● **Objective**
Write out the lines below word for word, starting at the line containing "Please identify the dark clothing" and continuing through the last line of the entries.

● **Record set**
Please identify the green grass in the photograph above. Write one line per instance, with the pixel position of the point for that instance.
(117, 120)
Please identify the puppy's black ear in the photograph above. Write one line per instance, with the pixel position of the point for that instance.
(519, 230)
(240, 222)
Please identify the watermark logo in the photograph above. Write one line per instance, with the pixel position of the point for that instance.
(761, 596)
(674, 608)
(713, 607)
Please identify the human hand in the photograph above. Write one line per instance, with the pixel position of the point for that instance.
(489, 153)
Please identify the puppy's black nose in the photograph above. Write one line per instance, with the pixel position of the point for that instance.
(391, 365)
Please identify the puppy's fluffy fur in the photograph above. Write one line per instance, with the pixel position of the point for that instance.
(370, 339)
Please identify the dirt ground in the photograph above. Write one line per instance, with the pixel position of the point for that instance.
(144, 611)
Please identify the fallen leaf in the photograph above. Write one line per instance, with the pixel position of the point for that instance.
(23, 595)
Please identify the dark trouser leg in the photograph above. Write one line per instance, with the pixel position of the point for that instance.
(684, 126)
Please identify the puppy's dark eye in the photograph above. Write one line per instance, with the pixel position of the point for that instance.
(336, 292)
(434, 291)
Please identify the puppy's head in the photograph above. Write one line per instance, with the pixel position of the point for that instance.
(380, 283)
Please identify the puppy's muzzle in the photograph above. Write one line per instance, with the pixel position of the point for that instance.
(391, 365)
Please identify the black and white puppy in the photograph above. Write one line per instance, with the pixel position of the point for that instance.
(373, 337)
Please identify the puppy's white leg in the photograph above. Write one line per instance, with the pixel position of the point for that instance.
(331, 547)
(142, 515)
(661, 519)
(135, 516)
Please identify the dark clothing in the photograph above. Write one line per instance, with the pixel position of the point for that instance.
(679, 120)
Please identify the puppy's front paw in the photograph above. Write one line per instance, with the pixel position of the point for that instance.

● **Answer for this exercise**
Please identify the dark clothing in the photograph above. Write one line per instance, with the pixel position of the point for that instance.
(679, 120)
Please identify the puppy's front paw in the photograph above. Write one line per instance, with the pixel position of the point for that instance.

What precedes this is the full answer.